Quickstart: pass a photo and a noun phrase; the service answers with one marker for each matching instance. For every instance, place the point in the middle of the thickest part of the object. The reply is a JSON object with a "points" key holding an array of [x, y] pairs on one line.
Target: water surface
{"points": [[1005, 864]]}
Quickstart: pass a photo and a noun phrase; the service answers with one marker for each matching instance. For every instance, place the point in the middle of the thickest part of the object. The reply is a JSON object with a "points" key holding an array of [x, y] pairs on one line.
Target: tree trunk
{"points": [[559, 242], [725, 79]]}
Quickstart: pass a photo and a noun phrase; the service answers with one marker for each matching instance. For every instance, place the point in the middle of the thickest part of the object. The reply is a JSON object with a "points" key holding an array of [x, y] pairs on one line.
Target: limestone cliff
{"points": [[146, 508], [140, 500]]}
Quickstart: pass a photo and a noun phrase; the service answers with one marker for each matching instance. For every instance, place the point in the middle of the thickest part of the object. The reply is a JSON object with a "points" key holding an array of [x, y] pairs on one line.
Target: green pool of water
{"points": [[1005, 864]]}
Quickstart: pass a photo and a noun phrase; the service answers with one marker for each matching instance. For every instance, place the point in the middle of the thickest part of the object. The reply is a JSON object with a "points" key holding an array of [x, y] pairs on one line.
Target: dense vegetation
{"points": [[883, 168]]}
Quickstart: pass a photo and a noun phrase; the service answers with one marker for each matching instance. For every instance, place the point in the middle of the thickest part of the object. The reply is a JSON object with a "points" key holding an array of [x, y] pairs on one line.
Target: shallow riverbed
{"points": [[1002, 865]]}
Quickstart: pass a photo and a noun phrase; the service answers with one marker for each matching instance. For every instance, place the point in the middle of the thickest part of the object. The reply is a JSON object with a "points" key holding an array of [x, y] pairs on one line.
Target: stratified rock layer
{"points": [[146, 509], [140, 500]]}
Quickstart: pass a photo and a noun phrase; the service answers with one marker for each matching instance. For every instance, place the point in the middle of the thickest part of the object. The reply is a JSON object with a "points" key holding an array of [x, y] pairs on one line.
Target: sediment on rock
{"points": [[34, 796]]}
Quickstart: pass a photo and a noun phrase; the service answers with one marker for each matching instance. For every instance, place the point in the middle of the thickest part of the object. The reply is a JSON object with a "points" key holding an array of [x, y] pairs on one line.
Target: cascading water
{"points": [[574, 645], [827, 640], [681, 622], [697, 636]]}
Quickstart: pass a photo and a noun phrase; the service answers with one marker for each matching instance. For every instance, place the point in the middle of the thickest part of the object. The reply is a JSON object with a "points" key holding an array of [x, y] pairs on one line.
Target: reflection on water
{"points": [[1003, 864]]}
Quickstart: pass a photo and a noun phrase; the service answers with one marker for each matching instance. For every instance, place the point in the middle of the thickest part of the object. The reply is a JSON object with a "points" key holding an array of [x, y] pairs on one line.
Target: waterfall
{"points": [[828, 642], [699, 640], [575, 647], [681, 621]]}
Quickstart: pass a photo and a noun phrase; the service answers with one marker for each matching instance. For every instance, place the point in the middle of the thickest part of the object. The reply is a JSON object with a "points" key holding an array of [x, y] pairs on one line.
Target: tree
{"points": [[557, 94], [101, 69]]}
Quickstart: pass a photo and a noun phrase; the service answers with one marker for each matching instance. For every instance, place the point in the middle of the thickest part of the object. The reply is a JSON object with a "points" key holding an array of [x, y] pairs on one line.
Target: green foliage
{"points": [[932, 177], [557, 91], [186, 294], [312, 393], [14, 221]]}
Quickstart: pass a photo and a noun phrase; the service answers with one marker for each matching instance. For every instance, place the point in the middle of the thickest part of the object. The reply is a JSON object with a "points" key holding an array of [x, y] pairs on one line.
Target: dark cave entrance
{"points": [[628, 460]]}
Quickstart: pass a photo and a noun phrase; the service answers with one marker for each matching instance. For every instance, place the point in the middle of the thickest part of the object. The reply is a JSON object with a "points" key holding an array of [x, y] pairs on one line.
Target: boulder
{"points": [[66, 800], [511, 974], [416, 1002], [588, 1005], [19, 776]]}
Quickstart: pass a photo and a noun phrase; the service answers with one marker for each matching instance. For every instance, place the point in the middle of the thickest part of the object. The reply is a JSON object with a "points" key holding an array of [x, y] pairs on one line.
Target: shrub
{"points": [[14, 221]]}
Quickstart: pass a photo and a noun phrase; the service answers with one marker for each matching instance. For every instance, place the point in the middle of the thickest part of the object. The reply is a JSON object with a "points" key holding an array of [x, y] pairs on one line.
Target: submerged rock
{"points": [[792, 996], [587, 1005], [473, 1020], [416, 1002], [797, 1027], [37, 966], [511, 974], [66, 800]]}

What needs to be done:
The records above must be transcribed in full, word for word.

Result of the task:
Quickstart: pass a photo and a noun phrase; the service answers with one marker for each matching instance. For every instance, place the point in the middle of the thickest part of the object. The reply is a JSON object with a "points" key holding an array of [x, y] pairs on one line.
Target: water surface
{"points": [[1005, 864]]}
Quickstart: pass a photo and a noun phrase; the service answers with one marker for each matching instance. For every instance, place the point in the middle of the thickest part of the object. The reply is a JSON object with a "points" key holding an array of [x, y] pairs on one line.
Target: tree trunk
{"points": [[559, 242], [725, 79]]}
Quickstart: pass a photo and a noun phrase; the service answers with one marker for each matching instance. For every instance, place the point in the middle of the thickest part of the object. The reply is a JSON object with a "points" key holding an array of [x, y] pairs on one line.
Target: limestone cliff
{"points": [[146, 508], [140, 500]]}
Quickstart: pass a photo and a noun phrase; the service answers with one marker for each matching instance. For every instance, place the point in the middle of the thickest part of the object. The reply is a JSON object with a "points" key holding an array of [x, y] pairs on one line.
Target: green pool of water
{"points": [[1005, 864]]}
Quickstart: pass a photo and a noun phrase; the service answers with one marker for each matching instance. For every instance, place the point in the middle of the thickest part of the object. The reply is a JSON object with a "points" key holding an array of [x, y] pairs on one line.
Target: dense vegetation
{"points": [[883, 168]]}
Quickstart: pass a photo and a noun phrase; the service answers with one marker for each matching instance. For every instance, place the point in the middle of the thickest part of the object. The reply is a JSON object with a "points" key holding an array of [x, y] pairs on one line.
Target: shallow riverbed
{"points": [[1002, 865]]}
Quickstart: pass a photo and a noun phrase; the service answers with one marker for each matching instance. For every instance, place the point in the middle of the thickest part of the object. The reply is a JSON object with a "points" key holding an array of [x, y] pairs on one line.
Target: stratified rock layer
{"points": [[146, 509], [140, 500]]}
Quickstart: pass a photo and a noun phrase; the service answers with one marker for each matching instance. For every instance, place the point in the middle of the thickest part of the object. The reply is a JSON object with a "points" key holding an array of [x, y] pairs on one line.
Target: sediment on rock
{"points": [[34, 796]]}
Quickstart: pass a photo and a noun phrase; the service answers with one marker for each matching instance. For every instance, place the point in the middle of the thickest part of the object. The reply is a JSON object with a "points" key holding an array of [x, y] pairs on one line.
Target: cascading water
{"points": [[574, 645], [827, 640], [681, 622], [697, 636]]}
Quickstart: pass a photo and a noun phrase; the service answers with one marker for each matching instance. For every instance, place the point in the middle of the thickest part of the object. The reply is a JSON object with a "points" key holding an array of [x, y] pairs on one line.
Target: reflection on water
{"points": [[1003, 864]]}
Quickstart: pass a photo and a noun phrase; the service answers with one marker for each matching instance. For every instance, place the point in the middle of the thickest part of the object. The reply is a JSON object with a "points" key holding an array of [x, y] pairs on one line.
Target: waterfall
{"points": [[828, 642], [699, 640], [575, 647], [681, 621]]}
Quickstart: pass a photo and a noun phrase; the service answers with one marker for each matching instance. For every instance, place the point in the middle of the thickest part of the object. The reply is a JSON object with a "points" key holding an array of [x, y] pairs on one line.
Target: tree
{"points": [[557, 94], [101, 69]]}
Quickstart: pass a photo and a noun phrase; the service answers with one marker for each matching instance. For every instance, place the point in the middle of the thickest part of the object. The reply is a JSON object with a "points" key holding an array of [x, y] pairs on one line.
Target: green foliage
{"points": [[932, 177], [557, 91], [186, 294], [312, 393], [14, 221]]}
Quickstart: pass a photo and a noun phrase; the service answers with one marker for each matching instance. For every instance, place the point in the middle of the thickest part of the object. The reply is a JSON object with a "points" key holding an array of [x, y] pairs on one line.
Target: dark cave entrance
{"points": [[628, 460]]}
Quickstart: pass a photo and a noun phrase; the service answers with one marker for each matching instance. For every instance, place the point in the middle of the thickest part of the object. The reply is a JSON object with a "points" key holding an array of [x, y] pairs on one line.
Target: boulder
{"points": [[66, 800], [511, 974], [416, 1002], [588, 1005], [19, 776]]}
Quickstart: pass a photo and a noun phrase; the service answers with one marker for each matching instance. For every instance, place the point in the middle of the thickest part of the object. The reply is a JSON object with a "points" key holding an array of [x, y] pairs on one line.
Target: shrub
{"points": [[14, 221]]}
Quickstart: pass a photo and a noun phrase; the service answers with one marker for each matching instance. For every instance, place the point in the middle of the thickest part of the object. The reply is a JSON object with a "points" key holding an array of [x, y] pairs on one line.
Target: submerged rock
{"points": [[792, 996], [587, 1005], [473, 1020], [416, 1002], [797, 1027], [37, 966], [511, 974], [66, 800]]}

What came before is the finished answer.